# [INSTRUCTIONS TO FOLLOW]
Continue the text about the manhunt for Christopher Dorner, starting after its final sentence.

# [TEXT EXCERPT]

The manhunt for a murderous Los Angeles cop on a killing spree continues in California.
More than 100 officers from various agencies were searching for Christopher Dorner in the Big Bear Lake region of the San Bernardino Mountains east of Los Angeles, according to the Associated Press.
It's unclear who presents a greater risk to the average person on the street, however: Dorner or some of the police looking for him:
"were looking for a large black man, but these two women driving a similar truck will do just fine, fire away" Now that is some good policing.
I vividly recall the events of August 24, 1994, the day two St. Paul police officers were shot dead in seprate incidents by the same suspect. The emergency room at Regions Hospital (where I worked) was filled with very upset police officers, several with shotguns in hand. Both shot officers were at Regions.
As the suspect of the shootings was in the same ER, it was a very tense situation -- the cops were really on edge, and you could feel it in the air.

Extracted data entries
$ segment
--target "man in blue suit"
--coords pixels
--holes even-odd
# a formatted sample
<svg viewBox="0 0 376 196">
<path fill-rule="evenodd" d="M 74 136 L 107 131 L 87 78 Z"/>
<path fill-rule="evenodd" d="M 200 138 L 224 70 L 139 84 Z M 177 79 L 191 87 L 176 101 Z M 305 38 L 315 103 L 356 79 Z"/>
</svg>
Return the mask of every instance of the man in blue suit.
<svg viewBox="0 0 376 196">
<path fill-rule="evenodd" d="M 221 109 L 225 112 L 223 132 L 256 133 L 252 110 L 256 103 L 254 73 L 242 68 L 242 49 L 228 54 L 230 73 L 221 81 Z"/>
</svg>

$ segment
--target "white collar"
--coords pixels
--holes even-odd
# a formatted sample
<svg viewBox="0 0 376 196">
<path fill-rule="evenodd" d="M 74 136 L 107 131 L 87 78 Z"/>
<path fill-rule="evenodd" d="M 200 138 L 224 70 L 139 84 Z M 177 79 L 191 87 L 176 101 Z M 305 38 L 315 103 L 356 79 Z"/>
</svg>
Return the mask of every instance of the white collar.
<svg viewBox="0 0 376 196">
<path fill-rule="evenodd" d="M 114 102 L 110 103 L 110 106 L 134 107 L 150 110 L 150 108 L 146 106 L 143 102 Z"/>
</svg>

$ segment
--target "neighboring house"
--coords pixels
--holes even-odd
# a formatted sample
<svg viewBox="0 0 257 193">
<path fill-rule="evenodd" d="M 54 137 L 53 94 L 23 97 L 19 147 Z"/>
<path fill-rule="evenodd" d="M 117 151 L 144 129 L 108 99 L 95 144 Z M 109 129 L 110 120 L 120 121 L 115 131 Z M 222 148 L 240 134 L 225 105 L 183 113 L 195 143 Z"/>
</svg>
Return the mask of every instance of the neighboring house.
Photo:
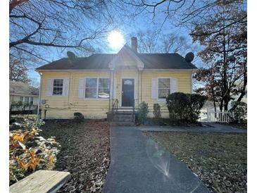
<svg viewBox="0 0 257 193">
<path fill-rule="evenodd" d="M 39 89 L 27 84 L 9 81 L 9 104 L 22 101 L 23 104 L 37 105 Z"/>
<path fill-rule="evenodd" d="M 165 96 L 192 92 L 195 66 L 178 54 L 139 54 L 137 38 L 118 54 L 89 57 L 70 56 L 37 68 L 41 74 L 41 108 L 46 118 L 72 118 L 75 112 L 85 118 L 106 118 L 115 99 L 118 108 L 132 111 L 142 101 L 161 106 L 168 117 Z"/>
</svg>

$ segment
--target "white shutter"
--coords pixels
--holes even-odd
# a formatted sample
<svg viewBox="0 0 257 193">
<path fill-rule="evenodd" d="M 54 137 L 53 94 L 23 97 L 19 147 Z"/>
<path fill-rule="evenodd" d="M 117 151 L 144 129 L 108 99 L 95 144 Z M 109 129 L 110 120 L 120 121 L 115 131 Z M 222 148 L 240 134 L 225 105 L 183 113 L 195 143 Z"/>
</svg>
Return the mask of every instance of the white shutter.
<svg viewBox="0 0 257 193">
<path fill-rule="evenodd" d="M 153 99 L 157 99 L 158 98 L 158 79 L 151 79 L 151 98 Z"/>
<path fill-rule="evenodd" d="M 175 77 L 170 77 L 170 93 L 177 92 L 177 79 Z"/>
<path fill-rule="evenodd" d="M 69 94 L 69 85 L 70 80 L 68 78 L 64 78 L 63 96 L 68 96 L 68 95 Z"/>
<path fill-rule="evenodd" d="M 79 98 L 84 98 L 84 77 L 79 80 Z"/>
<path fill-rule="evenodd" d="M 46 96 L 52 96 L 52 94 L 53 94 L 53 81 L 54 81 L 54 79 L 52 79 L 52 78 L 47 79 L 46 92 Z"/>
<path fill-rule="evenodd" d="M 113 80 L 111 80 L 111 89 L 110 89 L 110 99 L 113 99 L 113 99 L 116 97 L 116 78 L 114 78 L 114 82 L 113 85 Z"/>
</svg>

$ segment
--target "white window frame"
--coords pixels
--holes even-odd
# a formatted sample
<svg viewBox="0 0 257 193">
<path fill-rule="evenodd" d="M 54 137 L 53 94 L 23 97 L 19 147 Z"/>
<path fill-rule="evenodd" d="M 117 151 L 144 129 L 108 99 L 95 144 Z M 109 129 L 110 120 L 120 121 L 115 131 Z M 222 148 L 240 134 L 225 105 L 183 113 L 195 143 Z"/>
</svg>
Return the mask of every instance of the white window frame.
...
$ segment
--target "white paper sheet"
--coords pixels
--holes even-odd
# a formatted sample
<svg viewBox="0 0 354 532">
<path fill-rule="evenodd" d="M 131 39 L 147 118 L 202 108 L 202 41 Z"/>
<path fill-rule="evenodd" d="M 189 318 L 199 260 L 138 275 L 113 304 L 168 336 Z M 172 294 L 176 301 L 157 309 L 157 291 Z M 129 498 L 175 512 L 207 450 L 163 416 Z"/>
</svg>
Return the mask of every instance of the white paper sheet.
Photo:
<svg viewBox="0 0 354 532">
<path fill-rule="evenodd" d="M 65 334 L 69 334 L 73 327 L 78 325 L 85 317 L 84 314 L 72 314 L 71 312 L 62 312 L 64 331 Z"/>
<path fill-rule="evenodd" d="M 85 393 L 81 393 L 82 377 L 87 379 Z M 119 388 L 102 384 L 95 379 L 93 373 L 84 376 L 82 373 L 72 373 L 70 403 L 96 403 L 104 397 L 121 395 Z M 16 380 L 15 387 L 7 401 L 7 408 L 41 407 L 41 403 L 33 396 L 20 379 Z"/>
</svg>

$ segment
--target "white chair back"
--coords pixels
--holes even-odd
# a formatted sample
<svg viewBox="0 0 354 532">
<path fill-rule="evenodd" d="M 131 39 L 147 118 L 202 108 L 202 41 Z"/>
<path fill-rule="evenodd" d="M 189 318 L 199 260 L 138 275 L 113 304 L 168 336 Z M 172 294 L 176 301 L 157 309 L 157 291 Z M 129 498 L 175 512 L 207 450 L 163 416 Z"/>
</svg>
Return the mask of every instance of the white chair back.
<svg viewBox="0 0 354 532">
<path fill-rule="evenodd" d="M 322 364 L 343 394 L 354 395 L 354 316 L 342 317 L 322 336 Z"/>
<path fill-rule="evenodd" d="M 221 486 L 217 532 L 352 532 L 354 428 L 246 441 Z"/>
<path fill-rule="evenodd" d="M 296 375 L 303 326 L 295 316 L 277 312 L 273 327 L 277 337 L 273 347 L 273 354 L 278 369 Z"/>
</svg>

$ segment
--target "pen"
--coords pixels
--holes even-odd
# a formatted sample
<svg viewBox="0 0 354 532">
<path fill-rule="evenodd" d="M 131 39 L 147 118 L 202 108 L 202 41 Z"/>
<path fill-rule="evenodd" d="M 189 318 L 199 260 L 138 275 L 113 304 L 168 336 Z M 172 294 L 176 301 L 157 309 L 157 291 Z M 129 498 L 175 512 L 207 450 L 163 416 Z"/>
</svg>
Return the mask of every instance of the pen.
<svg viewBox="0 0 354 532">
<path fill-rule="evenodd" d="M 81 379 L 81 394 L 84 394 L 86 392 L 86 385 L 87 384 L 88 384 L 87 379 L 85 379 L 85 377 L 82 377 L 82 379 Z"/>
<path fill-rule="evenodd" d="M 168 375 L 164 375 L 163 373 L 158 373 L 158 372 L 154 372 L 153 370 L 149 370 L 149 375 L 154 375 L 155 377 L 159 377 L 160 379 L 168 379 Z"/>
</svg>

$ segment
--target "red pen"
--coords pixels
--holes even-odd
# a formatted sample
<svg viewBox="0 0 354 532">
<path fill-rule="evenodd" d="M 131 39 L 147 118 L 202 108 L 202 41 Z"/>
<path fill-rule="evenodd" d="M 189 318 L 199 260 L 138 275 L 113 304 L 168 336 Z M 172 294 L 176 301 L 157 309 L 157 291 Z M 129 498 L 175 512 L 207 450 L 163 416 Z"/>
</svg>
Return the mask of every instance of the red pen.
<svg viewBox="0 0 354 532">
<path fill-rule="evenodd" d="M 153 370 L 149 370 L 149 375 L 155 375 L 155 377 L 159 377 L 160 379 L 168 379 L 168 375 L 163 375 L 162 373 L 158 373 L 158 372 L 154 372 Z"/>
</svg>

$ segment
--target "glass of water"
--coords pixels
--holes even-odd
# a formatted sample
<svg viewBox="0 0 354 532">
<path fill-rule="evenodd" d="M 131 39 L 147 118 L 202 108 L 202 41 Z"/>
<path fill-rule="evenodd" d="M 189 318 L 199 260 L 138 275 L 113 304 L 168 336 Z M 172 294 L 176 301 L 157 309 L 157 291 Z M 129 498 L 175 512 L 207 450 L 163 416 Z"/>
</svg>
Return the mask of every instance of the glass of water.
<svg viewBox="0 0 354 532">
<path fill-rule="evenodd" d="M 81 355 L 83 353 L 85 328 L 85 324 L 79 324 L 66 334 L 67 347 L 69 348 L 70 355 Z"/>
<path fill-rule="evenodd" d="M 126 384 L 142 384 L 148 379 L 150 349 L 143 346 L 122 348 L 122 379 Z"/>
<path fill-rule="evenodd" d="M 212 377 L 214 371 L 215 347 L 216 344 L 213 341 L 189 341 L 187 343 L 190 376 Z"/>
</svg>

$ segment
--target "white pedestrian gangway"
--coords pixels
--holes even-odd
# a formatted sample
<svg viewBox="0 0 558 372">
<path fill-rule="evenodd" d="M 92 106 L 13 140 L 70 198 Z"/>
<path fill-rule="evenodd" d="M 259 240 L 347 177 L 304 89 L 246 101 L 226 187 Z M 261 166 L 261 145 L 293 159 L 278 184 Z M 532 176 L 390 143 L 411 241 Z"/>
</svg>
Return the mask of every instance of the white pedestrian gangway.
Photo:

# [RESULT OF THE EXERCISE]
The interviewed attorney had it right, and the police spokespeople have it completely wrong. A case of mistaken identity should lead to some citizens being surrounded and ordered to come out of their vehicle slowly. It'd be scary, but no real harm would be done.
This is vigilantism on the part of the police involved; they're trying to kill the guy. Arresting him doesn't seem to be in their thoughts.
I've said it before and I'll say it again. There'd be no shortage of work for the writer that wanted to start a column solely about police misconduct. I'd name the column To Serve and Protect.